• _WRITTEN INSTRUCTION_
Retype exactly the stretch of lines that begins at the line containing "Drop a point on every instance of the bokeh" and ends at the last line of the data, with no other lines.

• _GIVEN RECORDS_
** BEGIN **

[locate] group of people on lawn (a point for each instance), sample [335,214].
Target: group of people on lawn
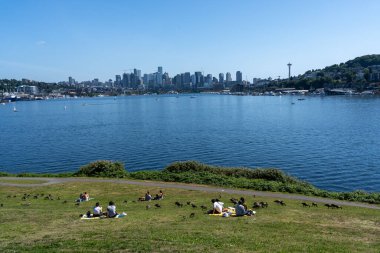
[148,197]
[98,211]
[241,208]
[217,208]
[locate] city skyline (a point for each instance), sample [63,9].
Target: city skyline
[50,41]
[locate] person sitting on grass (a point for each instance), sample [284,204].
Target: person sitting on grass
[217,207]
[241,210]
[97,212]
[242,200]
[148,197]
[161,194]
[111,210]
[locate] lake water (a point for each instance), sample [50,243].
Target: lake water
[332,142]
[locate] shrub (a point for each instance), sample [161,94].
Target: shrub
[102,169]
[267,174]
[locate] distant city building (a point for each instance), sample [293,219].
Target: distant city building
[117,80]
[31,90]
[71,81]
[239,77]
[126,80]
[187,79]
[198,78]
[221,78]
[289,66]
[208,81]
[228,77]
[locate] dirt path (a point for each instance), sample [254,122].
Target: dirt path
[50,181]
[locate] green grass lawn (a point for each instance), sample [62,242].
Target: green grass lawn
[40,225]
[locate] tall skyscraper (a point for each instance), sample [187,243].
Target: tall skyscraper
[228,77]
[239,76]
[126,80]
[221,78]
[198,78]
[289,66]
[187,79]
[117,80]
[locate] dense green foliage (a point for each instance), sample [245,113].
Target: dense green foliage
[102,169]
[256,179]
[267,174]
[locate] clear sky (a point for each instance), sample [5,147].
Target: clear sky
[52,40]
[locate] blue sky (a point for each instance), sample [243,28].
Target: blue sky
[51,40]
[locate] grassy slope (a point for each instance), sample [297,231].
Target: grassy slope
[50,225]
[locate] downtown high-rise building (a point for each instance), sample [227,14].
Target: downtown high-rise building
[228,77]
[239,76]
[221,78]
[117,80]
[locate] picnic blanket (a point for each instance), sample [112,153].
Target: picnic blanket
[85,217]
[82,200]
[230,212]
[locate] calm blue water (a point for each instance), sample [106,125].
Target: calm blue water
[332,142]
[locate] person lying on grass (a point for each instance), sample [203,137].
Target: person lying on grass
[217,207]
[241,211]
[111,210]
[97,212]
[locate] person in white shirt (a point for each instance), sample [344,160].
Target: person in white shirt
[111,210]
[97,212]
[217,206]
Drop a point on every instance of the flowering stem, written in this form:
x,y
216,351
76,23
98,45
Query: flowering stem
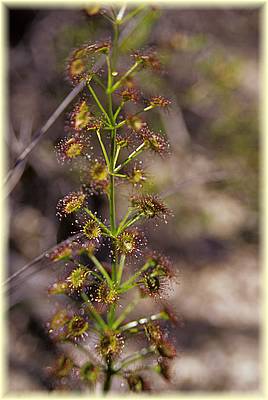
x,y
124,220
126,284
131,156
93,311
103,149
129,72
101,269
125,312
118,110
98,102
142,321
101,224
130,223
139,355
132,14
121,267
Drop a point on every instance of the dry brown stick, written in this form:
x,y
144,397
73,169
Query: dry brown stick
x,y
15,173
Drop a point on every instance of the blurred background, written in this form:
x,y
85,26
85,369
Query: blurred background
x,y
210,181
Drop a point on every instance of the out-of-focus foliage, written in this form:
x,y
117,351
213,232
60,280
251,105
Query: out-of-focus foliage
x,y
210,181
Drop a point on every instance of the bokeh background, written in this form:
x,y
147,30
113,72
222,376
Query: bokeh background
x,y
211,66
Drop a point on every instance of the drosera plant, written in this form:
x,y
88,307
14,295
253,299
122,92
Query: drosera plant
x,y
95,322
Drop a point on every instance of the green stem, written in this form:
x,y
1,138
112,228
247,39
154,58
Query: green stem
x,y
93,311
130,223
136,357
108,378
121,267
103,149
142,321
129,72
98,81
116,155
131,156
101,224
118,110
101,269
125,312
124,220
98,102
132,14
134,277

** END **

• _ANSWER TO THE EXERCISE_
Drop a point on every instance of the bokeh background, written in this form:
x,y
147,30
113,72
222,376
Query: bokeh background
x,y
211,66
Drop a point on every instance of the drosera plant, written in this form:
x,y
88,307
14,295
253,299
122,92
Query: drosera plant
x,y
95,322
Drop a point on every instance of the green stem, written in this form:
x,y
1,138
112,228
247,39
154,58
Query: green stem
x,y
93,311
130,223
136,357
108,378
121,267
103,149
142,321
129,72
98,81
116,155
131,156
101,224
118,110
101,269
125,312
124,220
98,102
132,14
134,277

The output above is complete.